Document segment:
Indonesia – Born to be Wild

Beast from the East

Indonesia is home to the fearsome Komodo Dragon, found on a few of the country’s 18,000 islands, including – of all places! – Komodo Island. They are the largest reptiles in the world and are classified as “vulnerable” on the International Union for Conservation of Nature Endangered Species list, due to declining population. Let’s take a careful, but closer look at these mysterious beasts:

Komodo Dragons were considered mythological creatures until 1910, when Lieutenant van Steyn van Hensbroek of the Netherlands discovered them. An early expedition to Komodo Island, in 1926, to track down these illusive lizards was the inspiration for the 1933 classic film, King Kong. The leader of that expedition, W. Douglas Burden, is credited with naming the animal.

Komodo Kitty

Although once called “land crocodiles,” they are good swimmers. Hell, they can even climb trees and reach speeds of 14-18 km/h. Komodo Dragons can be cannibalistic, eating older and younger lizards that are unable to protect themselves. The Smithsonian National Zoological Park was the first place to publicly display a Komodo Dragon, in 1934. Because the reptile is the national animal of Indonesia, only the President can authorize one to be removed from the country.

On average, Komodo Dragons measure 8-10 feet and weigh 150-250 pounds, with a tail that is as long as its body. They can live anywhere from 30-50 years. The female Komodo Dragon lays eggs (anywhere from 15 to 30 in each batch) that take about nine months to hatch. The lovable beasts maintain a single mate throughout their life, meaning we’ll never see them on Maury going through lie detector or paternity tests!

You probably wouldn’t want to bring one of these monsters home with you, as there is some debate as to whether Komodo Dragons are venomous or not. Their saliva – which is coloured red – is thought to be poisonous because of septic bacteria, but glands have also been discovered in the animal’s jaw, that contain venom-like secretions that cause quick swelling, issues with blood clotting, shooting pain, and muscle paralysis.

Komodo Big Bird

There have been reports of Komodo Dragon attacks on humans, including fatalities. In 2007, an eight-year-old boy was killed, while playing near a village on Komodo Island. Two years later, a 31-year-old man met his end, while picking fruit and falling from a tree, into the waiting mouths of two lizards. Between those two incidents, a group of SCUBA divers were swept away from their boat and onto Rinca Island, where they spent the next two days avoiding assaults, before being rescued.

Study material:
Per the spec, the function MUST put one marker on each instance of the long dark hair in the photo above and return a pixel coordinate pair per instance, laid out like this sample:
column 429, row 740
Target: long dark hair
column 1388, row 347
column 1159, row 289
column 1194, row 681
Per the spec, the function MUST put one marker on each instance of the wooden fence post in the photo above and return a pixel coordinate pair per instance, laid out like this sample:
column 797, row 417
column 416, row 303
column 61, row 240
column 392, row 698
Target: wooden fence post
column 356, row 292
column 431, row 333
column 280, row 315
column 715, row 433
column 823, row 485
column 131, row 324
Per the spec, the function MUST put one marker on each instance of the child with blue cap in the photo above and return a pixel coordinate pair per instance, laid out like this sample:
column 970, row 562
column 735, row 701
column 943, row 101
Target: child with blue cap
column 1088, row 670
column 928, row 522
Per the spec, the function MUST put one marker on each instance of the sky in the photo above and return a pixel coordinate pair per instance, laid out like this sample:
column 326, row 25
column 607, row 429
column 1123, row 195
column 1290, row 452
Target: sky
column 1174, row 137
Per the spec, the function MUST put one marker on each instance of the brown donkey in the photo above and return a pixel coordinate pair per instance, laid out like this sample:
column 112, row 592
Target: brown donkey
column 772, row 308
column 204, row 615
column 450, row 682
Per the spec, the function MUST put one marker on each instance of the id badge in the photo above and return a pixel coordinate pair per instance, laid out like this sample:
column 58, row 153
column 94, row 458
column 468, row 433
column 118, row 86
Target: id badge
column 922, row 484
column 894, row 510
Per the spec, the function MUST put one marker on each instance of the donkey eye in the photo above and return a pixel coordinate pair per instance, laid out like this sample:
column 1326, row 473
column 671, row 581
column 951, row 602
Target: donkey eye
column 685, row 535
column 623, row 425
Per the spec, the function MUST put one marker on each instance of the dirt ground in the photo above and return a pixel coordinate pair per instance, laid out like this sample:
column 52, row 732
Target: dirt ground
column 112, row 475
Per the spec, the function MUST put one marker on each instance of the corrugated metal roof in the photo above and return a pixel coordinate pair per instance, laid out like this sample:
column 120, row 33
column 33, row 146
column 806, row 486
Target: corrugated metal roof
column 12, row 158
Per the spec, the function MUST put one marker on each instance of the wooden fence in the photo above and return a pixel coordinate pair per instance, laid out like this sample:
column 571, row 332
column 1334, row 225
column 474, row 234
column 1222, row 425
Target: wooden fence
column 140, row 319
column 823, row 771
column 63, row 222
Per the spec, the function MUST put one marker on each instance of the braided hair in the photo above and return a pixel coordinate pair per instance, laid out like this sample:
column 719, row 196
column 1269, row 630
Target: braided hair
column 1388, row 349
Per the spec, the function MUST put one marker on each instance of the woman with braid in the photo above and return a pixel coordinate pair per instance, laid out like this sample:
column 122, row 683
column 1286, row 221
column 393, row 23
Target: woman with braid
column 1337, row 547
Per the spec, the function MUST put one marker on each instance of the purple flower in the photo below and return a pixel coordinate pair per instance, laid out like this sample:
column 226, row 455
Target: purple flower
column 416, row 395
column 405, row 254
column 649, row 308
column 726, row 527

Problem A: According to the Komodo Dragon article, who is credited with naming the animal?
Problem B: Carry on writing the Komodo Dragon article, starting after the sentence about the SCUBA divers on Rinca Island.

Expected output A: W. Douglas Burden

Expected output B:
Actress Sharon Stone’s husband, Phil Bronstein, was attacked by a Komodo Dragon, while on a private tour of the Los Angeles Zoo. Bronstein had removed his white running shoes, so as not to confuse the reptiles, who are fed white rats. It was reported that Bronstein, an editor for the San Francisco Chronicle newspaper, was only saved by Stone seductively uncrossing her legs – a la Basic Instinct – allowing the man to escape. He needed surgery to repair damaged tendons and a crushed big toe.

Like vultures, Komodo Dragons don’t mind their meat rotten and their prey includes snakes, fish, pigs, deer and the odd water buffalo. Much like snakes, the lizards use a forked tongue to smell dead animals, which they can sense up to 4km away. In one meal, a Komodo Dragon can eat 80% of its body weight, using shark-like teeth. As a result, the Komodo Dragon may only eat once per month and still not have to reach for midnight snacks like potato chips and cookies!

Indonesia: Born to be Wild

Born to be Wild Cocktail

  • 0.75 oz Pisang Ambon
  • 0.75 oz Tequila
  • 0.75 oz Vodka
  • Top with Lemon-Lime Soda
  • Splash of Limeade
  • Garnish with a Lime Wedge

As if Komodo Dragons weren’t bad enough, when Mrs. Sip and I were in Indonesia, the Sip Advisor was attacked by monkeys. One ended up on my back only to be chased off by a more dominant primate, who in turn, was chased off by another brute, with all the action occurring on a hunched over Sip Advisor, fearing for his life!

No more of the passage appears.